Records for the task Start Marker

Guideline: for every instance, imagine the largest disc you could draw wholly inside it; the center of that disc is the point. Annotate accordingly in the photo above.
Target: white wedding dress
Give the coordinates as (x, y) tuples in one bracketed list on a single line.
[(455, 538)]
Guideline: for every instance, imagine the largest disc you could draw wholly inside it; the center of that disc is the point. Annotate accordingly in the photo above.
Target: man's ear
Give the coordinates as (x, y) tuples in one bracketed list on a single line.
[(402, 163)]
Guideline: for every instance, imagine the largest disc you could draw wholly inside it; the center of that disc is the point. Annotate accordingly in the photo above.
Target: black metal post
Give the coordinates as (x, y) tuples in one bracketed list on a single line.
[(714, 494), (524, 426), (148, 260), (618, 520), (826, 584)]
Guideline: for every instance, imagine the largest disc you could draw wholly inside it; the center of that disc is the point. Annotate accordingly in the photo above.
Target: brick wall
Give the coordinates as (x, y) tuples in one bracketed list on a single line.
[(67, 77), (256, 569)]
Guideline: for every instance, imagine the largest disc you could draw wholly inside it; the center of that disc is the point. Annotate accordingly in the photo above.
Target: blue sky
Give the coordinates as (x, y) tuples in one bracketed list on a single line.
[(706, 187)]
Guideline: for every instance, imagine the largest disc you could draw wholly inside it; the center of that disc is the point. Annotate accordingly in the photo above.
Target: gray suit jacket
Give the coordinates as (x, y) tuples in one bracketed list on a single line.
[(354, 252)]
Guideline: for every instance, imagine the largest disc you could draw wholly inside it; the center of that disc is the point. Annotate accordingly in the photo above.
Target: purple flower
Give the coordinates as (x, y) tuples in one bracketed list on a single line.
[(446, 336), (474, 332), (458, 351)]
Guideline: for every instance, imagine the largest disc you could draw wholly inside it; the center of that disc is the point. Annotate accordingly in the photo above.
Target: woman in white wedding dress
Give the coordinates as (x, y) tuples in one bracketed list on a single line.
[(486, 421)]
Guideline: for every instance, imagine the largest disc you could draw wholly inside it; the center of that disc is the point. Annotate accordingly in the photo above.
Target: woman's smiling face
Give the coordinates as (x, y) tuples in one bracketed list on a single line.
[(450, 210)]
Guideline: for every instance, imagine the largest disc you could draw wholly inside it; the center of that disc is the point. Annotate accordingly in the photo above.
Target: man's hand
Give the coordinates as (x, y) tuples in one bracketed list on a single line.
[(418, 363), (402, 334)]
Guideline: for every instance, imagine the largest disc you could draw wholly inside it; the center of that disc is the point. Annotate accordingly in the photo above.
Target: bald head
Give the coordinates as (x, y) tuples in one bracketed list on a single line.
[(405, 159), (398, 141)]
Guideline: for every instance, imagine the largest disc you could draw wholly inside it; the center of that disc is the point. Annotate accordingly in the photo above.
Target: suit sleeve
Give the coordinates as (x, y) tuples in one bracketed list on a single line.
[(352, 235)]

Records for the task End Marker

| Exercise instructions |
The whole of the material above should be given again exactly.

| Exercise solution |
Guideline: for every instance, imagine the largest disc you could draw wholly inside it; the center of that disc is the point. Annotate accordingly in the photo above.
Target: white wedding dress
Give the coordinates as (x, y) tuples in one bracketed list on a single line.
[(455, 538)]
Guideline: for every instance, imagine the largest disc you could draw wholly inside it; the center of that disc is the point. Annotate accordingly in the photo above.
Target: man's ear
Give the coordinates as (x, y) tuples in one bracketed list on a single line.
[(402, 163)]
Guideline: for every instance, imagine the largest disc you could draw wholly inside it; the center of that disc is the point. Annotate accordingly in the photo above.
Target: black metal post
Give the coordinates as (x, y) tuples in one bracketed list on a single line.
[(714, 494), (524, 426), (148, 260), (618, 520), (826, 584)]
Guideline: for every instance, imagine the largest disc you could draw wholly inside it; the center of that disc is the point. Annotate accordingly in the photo above.
Target: brick wall
Give the coordinates as (x, y) tuples in one bracketed list on a single line.
[(67, 77), (256, 569)]
Guideline: for every instance, imagine the largest disc you could draw wholly inside it; the center of that disc is the point. Annotate accordingly in the photo above.
Target: blue sky
Give the coordinates as (x, y) tuples in one bracketed list on a single line.
[(706, 187)]
Guideline: for every instance, imagine the largest disc you could draw wholly inside it; the center of that disc is the point. Annotate accordingly in the photo above.
Target: gray suit jacket
Give the coordinates as (x, y) tuples in one bracketed list on a single line.
[(354, 252)]
Guideline: for every instance, imagine the largest disc you could draw wholly inside it; the center of that disc is the point. Annotate accordingly in the photo above.
Target: purple flower
Give the coordinates as (x, y) tuples in one bracketed list on a single line.
[(446, 336), (474, 332), (458, 351)]
Guideline: for every instance, imagine the largest disc you could draw wholly inside it; the center of that disc is the point. Annotate accordingly in the photo above.
Target: woman in white wedding dress
Give the coordinates as (x, y) tuples in one bracketed list on a single line.
[(486, 421)]
Guideline: for every instance, imagine the largest disc you could draw wholly inside it; the center of that disc is the point. Annotate accordingly in the photo above.
Target: woman's smiling face
Give the coordinates as (x, y) tuples in one bracketed list on a single line.
[(450, 210)]
Guideline: for every instance, imagine the largest disc you could draw wholly inside it; the center of that disc is the point. Annotate accordingly in the photo above.
Target: man's hand
Give the coordinates as (x, y) tuples in one bracketed list on a single line.
[(418, 363), (402, 334)]
Guideline: for every instance, imagine the largest disc you could draw wholly inside it; the center of that disc is the point. Annotate accordingly in the photo above.
Target: bald head
Give the coordinates as (x, y) tuples in one bracketed list on a single line.
[(405, 159), (398, 141)]
Guideline: for every instance, imagine the largest disc you could draw wholly inside it; the center of that disc is the point. Annotate accordingly in the photo above.
Target: suit sleeve
Give the coordinates as (x, y) tuples in one bracketed list on a single line.
[(352, 235)]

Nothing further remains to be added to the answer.